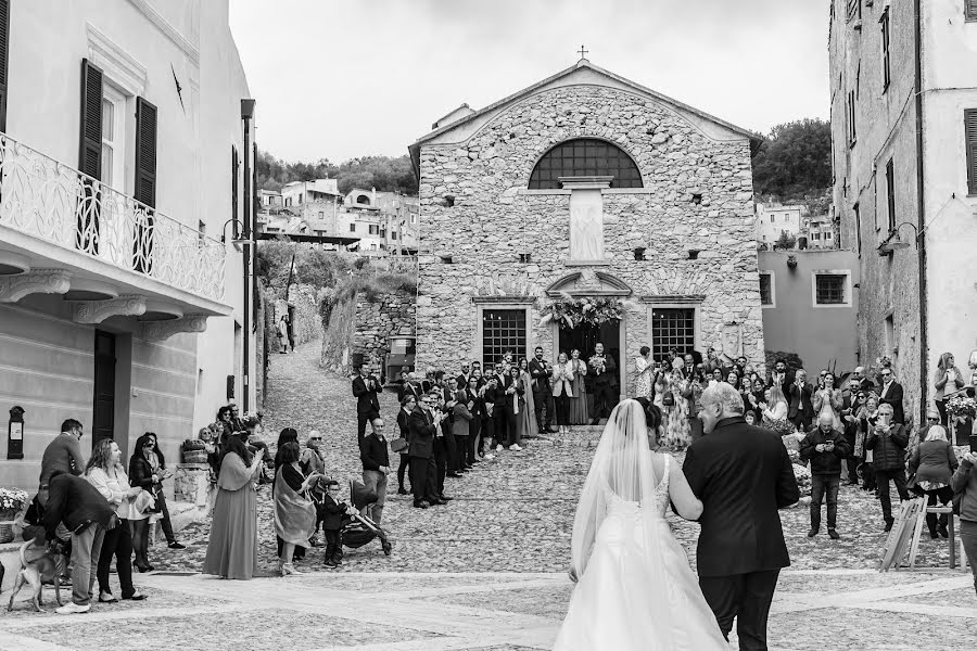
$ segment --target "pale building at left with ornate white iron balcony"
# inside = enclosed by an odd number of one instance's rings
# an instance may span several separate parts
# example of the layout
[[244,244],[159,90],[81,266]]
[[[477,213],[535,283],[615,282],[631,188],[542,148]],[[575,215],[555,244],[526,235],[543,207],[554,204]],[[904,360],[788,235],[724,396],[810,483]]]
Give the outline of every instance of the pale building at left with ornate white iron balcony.
[[229,393],[254,405],[230,242],[252,104],[228,0],[3,0],[0,16],[0,404],[25,410],[0,477],[36,489],[67,418],[86,455],[111,437],[128,458],[152,431],[176,462]]

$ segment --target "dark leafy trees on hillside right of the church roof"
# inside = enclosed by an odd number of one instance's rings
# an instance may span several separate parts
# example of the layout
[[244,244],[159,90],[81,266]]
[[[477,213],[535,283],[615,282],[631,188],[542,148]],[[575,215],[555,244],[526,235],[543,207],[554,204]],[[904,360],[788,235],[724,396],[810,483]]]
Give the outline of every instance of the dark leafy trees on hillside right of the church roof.
[[783,200],[821,195],[832,186],[832,126],[801,119],[775,126],[753,157],[753,191]]

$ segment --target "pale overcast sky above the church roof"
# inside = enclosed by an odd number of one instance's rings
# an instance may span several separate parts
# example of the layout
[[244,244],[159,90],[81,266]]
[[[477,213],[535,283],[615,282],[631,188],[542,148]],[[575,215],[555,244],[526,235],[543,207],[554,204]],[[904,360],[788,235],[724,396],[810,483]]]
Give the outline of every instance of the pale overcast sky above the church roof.
[[231,0],[257,142],[399,156],[580,58],[760,132],[828,116],[829,0]]

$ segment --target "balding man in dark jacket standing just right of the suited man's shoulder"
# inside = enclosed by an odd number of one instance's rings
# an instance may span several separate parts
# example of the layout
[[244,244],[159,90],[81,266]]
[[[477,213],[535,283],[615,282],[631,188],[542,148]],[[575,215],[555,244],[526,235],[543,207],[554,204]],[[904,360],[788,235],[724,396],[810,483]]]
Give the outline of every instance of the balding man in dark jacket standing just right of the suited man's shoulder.
[[813,538],[821,529],[821,503],[827,495],[828,536],[837,540],[838,489],[841,487],[841,462],[851,452],[845,434],[834,429],[834,419],[822,413],[817,427],[801,441],[801,459],[811,462],[811,531]]

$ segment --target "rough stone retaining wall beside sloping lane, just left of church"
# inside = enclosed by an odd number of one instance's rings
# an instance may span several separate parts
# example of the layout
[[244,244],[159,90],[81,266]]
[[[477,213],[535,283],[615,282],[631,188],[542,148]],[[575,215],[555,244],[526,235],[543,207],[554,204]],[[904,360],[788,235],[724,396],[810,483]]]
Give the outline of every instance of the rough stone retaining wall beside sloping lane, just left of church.
[[414,295],[407,292],[377,294],[373,299],[356,294],[337,304],[322,342],[322,366],[345,373],[355,355],[381,363],[390,353],[390,337],[404,328],[414,330],[416,312]]

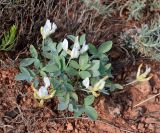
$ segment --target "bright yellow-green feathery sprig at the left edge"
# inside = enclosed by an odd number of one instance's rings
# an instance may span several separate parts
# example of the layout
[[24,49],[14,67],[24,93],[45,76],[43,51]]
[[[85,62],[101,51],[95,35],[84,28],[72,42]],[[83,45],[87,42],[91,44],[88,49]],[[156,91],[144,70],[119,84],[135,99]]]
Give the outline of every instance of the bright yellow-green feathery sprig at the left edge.
[[16,33],[17,33],[17,27],[16,25],[12,25],[10,30],[5,32],[3,35],[2,42],[0,44],[0,50],[10,51],[15,47],[14,42]]

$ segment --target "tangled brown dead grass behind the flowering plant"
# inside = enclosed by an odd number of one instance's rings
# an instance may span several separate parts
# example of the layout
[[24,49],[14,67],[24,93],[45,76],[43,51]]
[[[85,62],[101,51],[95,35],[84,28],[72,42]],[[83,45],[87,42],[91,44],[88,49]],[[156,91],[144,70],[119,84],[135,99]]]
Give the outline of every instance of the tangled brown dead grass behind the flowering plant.
[[41,38],[40,26],[44,25],[47,18],[58,25],[53,35],[55,40],[67,34],[86,33],[88,40],[95,44],[112,38],[109,36],[111,29],[119,21],[89,10],[80,0],[24,0],[17,3],[5,0],[0,2],[0,37],[15,23],[18,26],[16,50],[28,44],[38,44]]

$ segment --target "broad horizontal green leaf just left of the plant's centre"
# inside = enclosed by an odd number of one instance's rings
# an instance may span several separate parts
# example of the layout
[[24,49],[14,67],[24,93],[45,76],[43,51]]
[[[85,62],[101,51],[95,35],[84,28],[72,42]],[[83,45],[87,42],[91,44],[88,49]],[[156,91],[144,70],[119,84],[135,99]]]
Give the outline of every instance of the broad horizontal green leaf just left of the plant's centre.
[[42,71],[45,71],[45,72],[57,72],[57,71],[59,71],[59,68],[55,64],[48,64],[47,66],[42,68]]

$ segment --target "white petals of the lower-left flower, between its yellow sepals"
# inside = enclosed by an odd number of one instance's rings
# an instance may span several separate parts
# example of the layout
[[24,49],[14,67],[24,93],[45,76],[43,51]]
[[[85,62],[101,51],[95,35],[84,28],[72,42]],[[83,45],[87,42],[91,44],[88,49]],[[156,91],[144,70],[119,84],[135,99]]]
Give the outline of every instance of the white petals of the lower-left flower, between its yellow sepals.
[[40,89],[38,90],[38,96],[39,97],[45,97],[48,96],[48,87],[50,86],[50,80],[48,77],[43,78],[44,81],[44,86],[41,86]]

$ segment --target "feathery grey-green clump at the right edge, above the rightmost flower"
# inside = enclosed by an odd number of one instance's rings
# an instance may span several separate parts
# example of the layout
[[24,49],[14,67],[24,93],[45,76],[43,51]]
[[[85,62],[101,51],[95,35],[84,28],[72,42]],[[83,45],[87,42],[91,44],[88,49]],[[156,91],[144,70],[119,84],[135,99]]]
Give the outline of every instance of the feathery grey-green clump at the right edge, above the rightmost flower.
[[160,60],[160,22],[144,24],[141,28],[126,31],[122,39],[127,47],[155,60]]

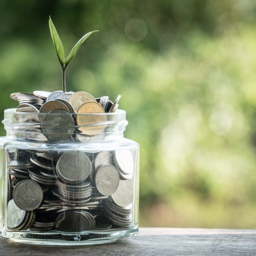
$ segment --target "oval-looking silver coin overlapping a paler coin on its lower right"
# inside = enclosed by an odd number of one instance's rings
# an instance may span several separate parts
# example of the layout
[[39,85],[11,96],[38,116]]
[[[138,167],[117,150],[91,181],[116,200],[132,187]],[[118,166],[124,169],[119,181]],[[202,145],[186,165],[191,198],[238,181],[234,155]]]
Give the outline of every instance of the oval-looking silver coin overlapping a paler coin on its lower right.
[[112,195],[119,185],[119,174],[115,166],[101,166],[95,175],[95,185],[102,195]]

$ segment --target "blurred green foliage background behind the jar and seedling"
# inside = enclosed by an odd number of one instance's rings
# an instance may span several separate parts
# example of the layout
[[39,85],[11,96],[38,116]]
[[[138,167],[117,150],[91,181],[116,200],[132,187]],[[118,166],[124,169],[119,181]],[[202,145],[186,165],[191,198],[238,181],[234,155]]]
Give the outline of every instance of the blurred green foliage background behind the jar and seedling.
[[[256,227],[256,2],[0,1],[0,118],[13,92],[122,95],[140,143],[140,226]],[[1,136],[5,135],[3,125]]]

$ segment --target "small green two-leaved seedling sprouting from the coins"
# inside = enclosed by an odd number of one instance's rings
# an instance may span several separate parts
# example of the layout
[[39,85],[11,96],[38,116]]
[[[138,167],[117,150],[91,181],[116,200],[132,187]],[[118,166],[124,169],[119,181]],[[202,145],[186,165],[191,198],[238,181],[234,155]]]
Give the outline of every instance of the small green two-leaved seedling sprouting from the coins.
[[81,46],[81,44],[94,32],[98,32],[99,30],[94,30],[91,32],[88,32],[87,34],[85,34],[77,43],[76,45],[73,47],[73,49],[70,51],[70,54],[67,55],[67,57],[65,58],[65,52],[64,52],[64,47],[61,43],[61,39],[58,36],[57,30],[55,29],[55,26],[52,23],[52,19],[51,17],[49,17],[49,28],[50,28],[50,32],[51,32],[51,36],[52,36],[52,41],[53,44],[55,46],[56,52],[57,52],[57,56],[58,56],[58,60],[61,63],[61,68],[62,68],[62,90],[63,92],[66,92],[66,68],[67,65],[70,63],[70,61],[73,59],[73,57],[75,56],[76,52],[78,51],[79,47]]

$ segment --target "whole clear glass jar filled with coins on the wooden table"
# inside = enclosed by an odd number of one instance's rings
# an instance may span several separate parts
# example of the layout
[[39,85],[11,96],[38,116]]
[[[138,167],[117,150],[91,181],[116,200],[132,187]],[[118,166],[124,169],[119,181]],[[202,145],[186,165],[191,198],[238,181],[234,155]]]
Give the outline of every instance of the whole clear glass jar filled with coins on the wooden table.
[[[86,125],[76,125],[78,119]],[[2,236],[31,244],[81,245],[138,233],[139,145],[123,137],[125,111],[9,109],[3,124]]]

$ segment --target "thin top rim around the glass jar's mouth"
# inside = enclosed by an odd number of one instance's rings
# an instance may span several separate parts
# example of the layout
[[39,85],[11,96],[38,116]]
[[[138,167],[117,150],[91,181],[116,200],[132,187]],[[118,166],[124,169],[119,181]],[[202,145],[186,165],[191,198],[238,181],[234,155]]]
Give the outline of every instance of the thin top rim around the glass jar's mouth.
[[71,115],[71,116],[119,116],[119,115],[123,115],[126,112],[122,109],[119,109],[118,112],[114,112],[114,113],[29,113],[29,112],[19,112],[16,111],[16,108],[8,108],[4,111],[4,113],[8,113],[8,114],[15,114],[15,115],[27,115],[29,114],[29,116],[45,116],[45,115],[55,115],[55,116],[67,116],[67,115]]

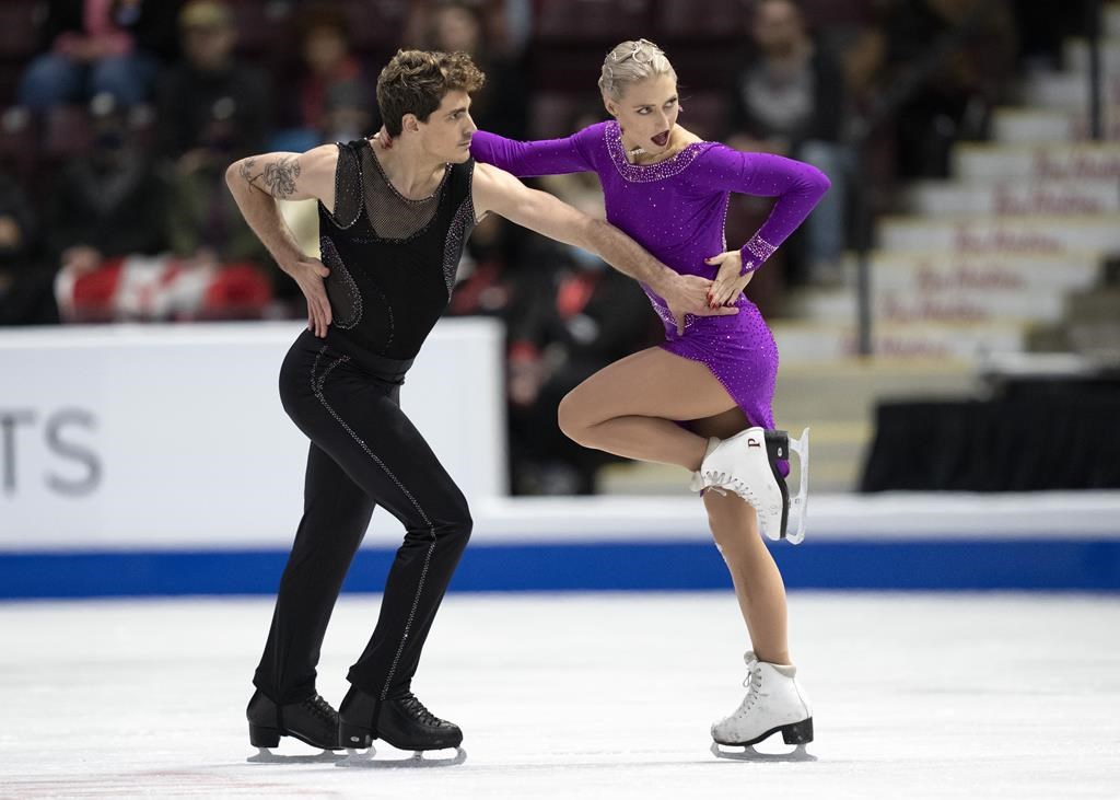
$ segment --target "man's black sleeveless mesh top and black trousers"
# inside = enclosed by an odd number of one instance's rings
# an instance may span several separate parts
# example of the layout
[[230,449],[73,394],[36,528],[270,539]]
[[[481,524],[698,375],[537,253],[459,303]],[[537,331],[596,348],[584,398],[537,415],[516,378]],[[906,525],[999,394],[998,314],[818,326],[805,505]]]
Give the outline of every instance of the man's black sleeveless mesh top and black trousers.
[[253,683],[278,704],[316,694],[319,648],[376,504],[405,528],[376,629],[348,679],[380,699],[407,695],[432,620],[470,537],[463,492],[400,409],[404,374],[447,306],[475,224],[474,161],[436,193],[401,196],[367,140],[338,145],[335,208],[319,205],[333,323],[304,332],[280,398],[310,439],[304,517]]

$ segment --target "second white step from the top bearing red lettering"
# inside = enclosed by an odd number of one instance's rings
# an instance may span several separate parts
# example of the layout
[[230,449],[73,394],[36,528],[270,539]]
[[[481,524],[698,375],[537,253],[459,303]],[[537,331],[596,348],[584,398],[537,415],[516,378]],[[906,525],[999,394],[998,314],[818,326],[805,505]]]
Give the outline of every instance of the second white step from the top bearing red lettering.
[[1108,180],[921,182],[909,187],[915,214],[1105,214],[1120,212],[1120,183]]

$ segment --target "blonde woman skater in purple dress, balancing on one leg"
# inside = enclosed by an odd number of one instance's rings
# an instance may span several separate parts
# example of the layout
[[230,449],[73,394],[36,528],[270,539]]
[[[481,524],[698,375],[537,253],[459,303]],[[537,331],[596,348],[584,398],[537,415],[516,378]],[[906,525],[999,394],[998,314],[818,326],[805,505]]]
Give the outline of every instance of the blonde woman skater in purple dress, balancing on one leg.
[[[731,150],[678,125],[676,74],[651,41],[615,47],[598,84],[613,120],[549,141],[516,142],[478,131],[470,151],[519,177],[597,173],[612,224],[682,275],[715,278],[711,304],[738,308],[731,316],[678,318],[643,286],[665,325],[665,342],[572,390],[560,403],[559,425],[585,447],[699,471],[692,489],[703,492],[752,643],[745,655],[747,695],[712,725],[712,738],[749,746],[782,732],[787,744],[803,745],[812,741],[812,711],[790,658],[785,586],[759,537],[759,514],[746,500],[762,509],[764,533],[781,533],[772,523],[773,509],[759,500],[766,491],[721,481],[720,466],[730,445],[754,448],[764,459],[768,489],[776,487],[768,467],[786,457],[774,444],[780,437],[768,432],[777,347],[743,289],[809,215],[829,179],[809,165]],[[727,250],[724,233],[731,192],[778,197],[769,218],[739,250]],[[786,472],[787,465],[778,461],[777,468]],[[703,491],[709,487],[732,491]]]

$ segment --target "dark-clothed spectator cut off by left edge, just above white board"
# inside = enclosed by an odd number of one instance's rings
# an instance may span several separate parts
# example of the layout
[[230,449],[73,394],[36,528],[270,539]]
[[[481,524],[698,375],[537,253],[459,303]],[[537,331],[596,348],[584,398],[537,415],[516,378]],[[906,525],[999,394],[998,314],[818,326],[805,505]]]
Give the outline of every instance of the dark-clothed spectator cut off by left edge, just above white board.
[[0,325],[58,322],[54,269],[37,252],[35,213],[27,195],[0,174]]

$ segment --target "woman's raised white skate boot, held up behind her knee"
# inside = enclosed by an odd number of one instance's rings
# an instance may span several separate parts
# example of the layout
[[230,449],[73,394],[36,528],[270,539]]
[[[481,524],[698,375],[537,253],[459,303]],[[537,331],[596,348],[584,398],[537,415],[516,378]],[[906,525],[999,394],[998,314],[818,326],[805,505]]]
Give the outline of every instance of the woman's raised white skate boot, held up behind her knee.
[[[797,454],[801,480],[797,494],[790,500],[785,478],[777,462]],[[711,438],[703,463],[692,473],[693,492],[713,489],[735,492],[758,512],[758,528],[767,539],[786,539],[797,545],[805,538],[805,511],[809,506],[809,429],[800,439],[790,440],[784,430],[747,428],[727,439]]]

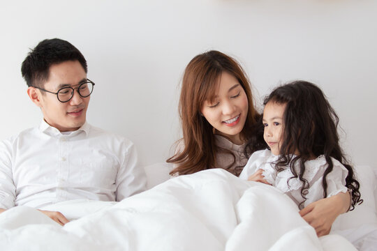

.....

• _Task statement_: From the line that contains "Give the outline of every instance of the blonde" through the last line of the entries, transcribe every line exactly, leaving out the pictures.

• _Your response_:
Give the outline of every instance of the blonde woman skater in purple dress, balancing on one leg.
[[[731,150],[678,125],[676,74],[651,41],[615,47],[598,84],[613,120],[549,141],[516,142],[478,131],[470,151],[519,177],[597,173],[612,224],[682,275],[715,278],[711,304],[738,308],[731,316],[678,318],[643,286],[665,325],[665,342],[572,390],[560,403],[559,425],[585,447],[699,471],[692,489],[703,492],[752,643],[745,655],[747,695],[712,725],[712,738],[749,746],[782,732],[787,744],[803,745],[812,741],[812,711],[790,658],[785,586],[759,537],[759,514],[746,500],[762,509],[764,533],[781,533],[772,523],[773,509],[759,500],[766,491],[721,481],[720,466],[730,445],[754,448],[764,459],[768,489],[776,487],[768,467],[786,457],[774,444],[780,437],[768,432],[777,347],[743,289],[809,215],[829,179],[809,165]],[[727,250],[724,233],[731,192],[778,197],[769,218],[739,250]],[[786,472],[787,465],[778,461],[777,468]],[[703,491],[709,487],[732,491]]]

$ segment --target "dark-clothed spectator cut off by left edge, just above white board"
# inside = enclosed by an odd number of one instance's rings
# an instance may span several separate parts
# example of the layout
[[230,449],[73,394],[36,528],[270,539]]
[[[481,524],[698,375],[537,253],[459,303]],[[537,331],[596,348],[584,398],[537,415],[516,378]],[[906,525],[999,394],[998,314],[818,326],[805,505]]]
Give the outline of every instance of the dark-clothed spectator cut off by left edge, just above white board.
[[0,325],[58,322],[54,269],[37,252],[35,213],[27,195],[0,174]]

$ segment --target "woman's raised white skate boot, held up behind her knee"
# inside = enclosed by an odd number of one instance's rings
# an instance may span several separate parts
# example of the layout
[[230,449],[73,394],[36,528],[270,539]]
[[[481,524],[698,375],[537,253],[459,303]],[[537,331],[596,348],[584,398],[537,415],[516,378]],[[906,525],[999,394],[998,314],[818,326],[805,505]]]
Give the outline of every instance of the woman's raised white skate boot, held up behind her knee.
[[[797,454],[801,480],[797,494],[790,500],[785,478],[777,462]],[[711,438],[703,463],[692,473],[693,492],[713,489],[735,492],[758,512],[758,528],[767,539],[786,539],[797,545],[805,538],[805,511],[809,506],[809,429],[800,439],[790,440],[784,430],[747,428],[727,439]]]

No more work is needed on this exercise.